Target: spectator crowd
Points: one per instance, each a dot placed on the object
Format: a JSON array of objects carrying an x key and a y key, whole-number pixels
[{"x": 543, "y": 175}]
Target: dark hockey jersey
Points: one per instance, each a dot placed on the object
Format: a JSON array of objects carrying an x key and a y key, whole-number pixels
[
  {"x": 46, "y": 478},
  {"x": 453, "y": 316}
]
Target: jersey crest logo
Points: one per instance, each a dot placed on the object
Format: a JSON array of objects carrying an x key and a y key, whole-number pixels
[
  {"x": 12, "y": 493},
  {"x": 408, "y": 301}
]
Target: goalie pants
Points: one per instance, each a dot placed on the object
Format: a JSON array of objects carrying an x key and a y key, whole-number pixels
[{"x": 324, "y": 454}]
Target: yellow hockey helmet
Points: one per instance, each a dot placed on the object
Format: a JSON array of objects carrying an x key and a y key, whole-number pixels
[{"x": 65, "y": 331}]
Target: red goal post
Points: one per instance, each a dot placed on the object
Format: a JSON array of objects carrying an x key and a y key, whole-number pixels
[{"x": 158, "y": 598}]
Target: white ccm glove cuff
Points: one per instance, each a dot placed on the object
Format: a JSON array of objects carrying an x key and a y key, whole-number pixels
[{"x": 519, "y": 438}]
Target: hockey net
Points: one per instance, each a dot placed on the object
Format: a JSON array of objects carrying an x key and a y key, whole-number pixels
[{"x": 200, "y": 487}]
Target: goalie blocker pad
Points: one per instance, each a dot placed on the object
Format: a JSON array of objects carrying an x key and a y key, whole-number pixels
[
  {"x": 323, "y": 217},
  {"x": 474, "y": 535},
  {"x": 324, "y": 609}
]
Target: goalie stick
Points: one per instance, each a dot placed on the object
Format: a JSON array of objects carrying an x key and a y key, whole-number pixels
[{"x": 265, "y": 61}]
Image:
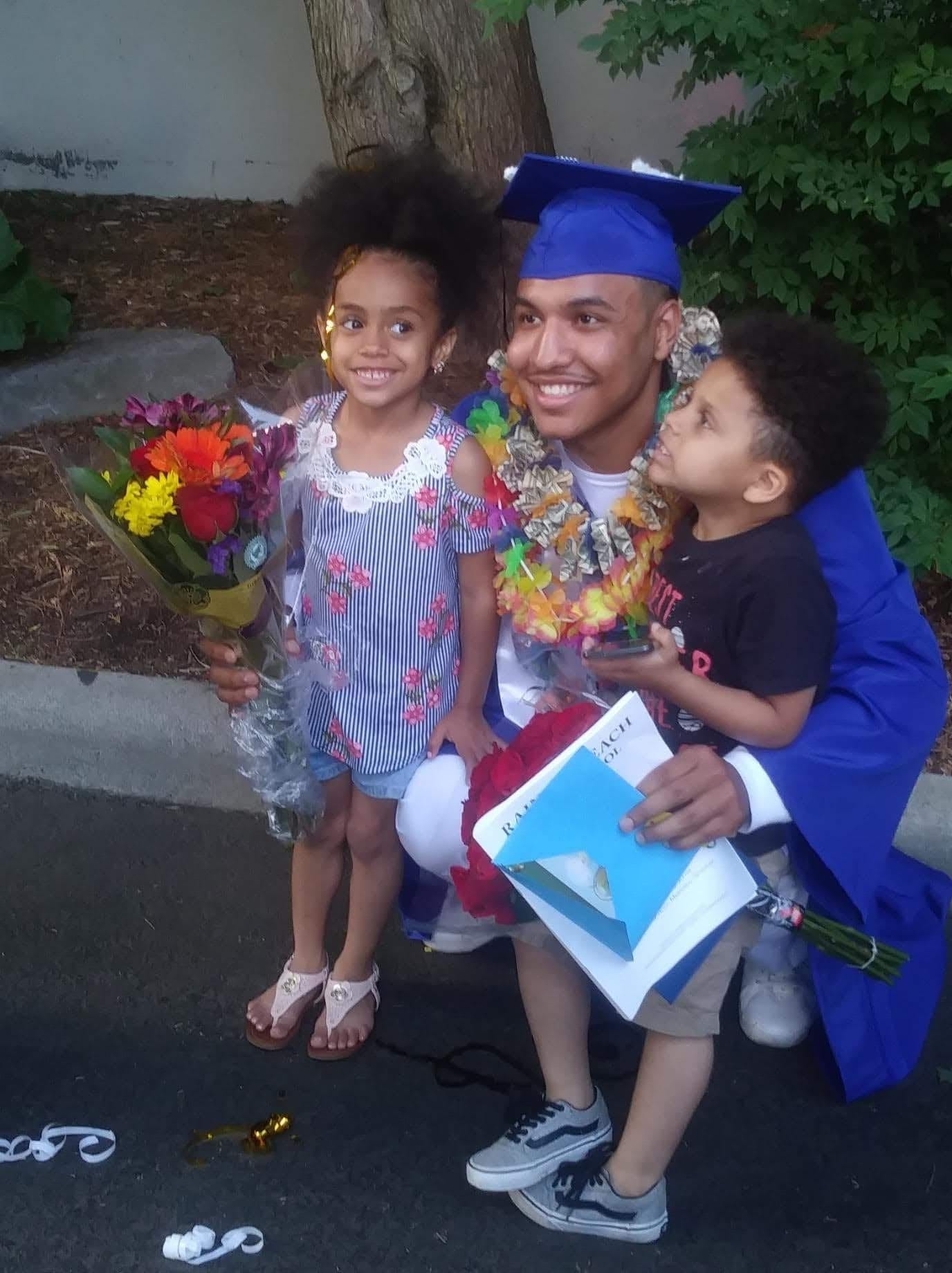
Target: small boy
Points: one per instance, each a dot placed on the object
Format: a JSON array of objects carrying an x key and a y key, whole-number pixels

> **INSTRUCTION**: Copy out every row above word for word, without leaving any out. Leave the picture out of your copy.

> **THE REPLY**:
Target: spectator crowd
Points: one per instance, each a dot placed on the object
Format: a JSON array of objects carrying an x key and a y key, whole-number pixels
[{"x": 543, "y": 175}]
Target: dark hockey jersey
Points: one per instance, each a dot placed on the object
Format: a JSON array of objects carrying an x key and a y key, whole-number pixels
[
  {"x": 46, "y": 478},
  {"x": 453, "y": 316}
]
Target: jersey crest logo
Points: one per instance, each a dot placed on the object
Format: a JSON array of objects carrying an x key and a y key, whole-number pixels
[
  {"x": 12, "y": 493},
  {"x": 408, "y": 301}
]
Target: goalie pants
Points: one per instance, each a dot placed on the object
Format: a JSON array of objects carrying an x key and a y key, whole-number pixels
[{"x": 324, "y": 454}]
Target: yellow hockey helmet
Points: one per instance, each a dot placed on the object
Format: a JSON array of objects carrying an x key and a y key, whole-number pixels
[{"x": 65, "y": 331}]
Target: red goal post
Points: one per instance, each a dot placed on the object
Format: a JSON array of objects carrying an x key and a y key, whole-number pixels
[{"x": 158, "y": 598}]
Target: white ccm glove cuff
Points: one per instance, each a dot placed on the object
Format: a JSON array of objects carrying an x key and a y key, whole-number pixels
[{"x": 519, "y": 438}]
Target: hockey net
Points: one per instance, each a dot placed on the object
Format: a JSON array of objects carrying an x key and a y key, whole-number pixels
[{"x": 200, "y": 487}]
Target: goalie blocker pad
Points: one per instance, each a dot placed on the object
Format: a JSON array of objects carrying an x key and a y key, whole-number pixels
[
  {"x": 323, "y": 217},
  {"x": 474, "y": 535},
  {"x": 324, "y": 609}
]
Target: goalie stick
Points: one per instance, each a dot placed on the object
Format: a JSON array of objects carrying an x key and a y key, whole-number pixels
[{"x": 265, "y": 61}]
Image:
Target: small boy
Points: one per instance, each a dot placed on the object
Format: a JSON array of objects carrying an x key and a y key, whole-number pixels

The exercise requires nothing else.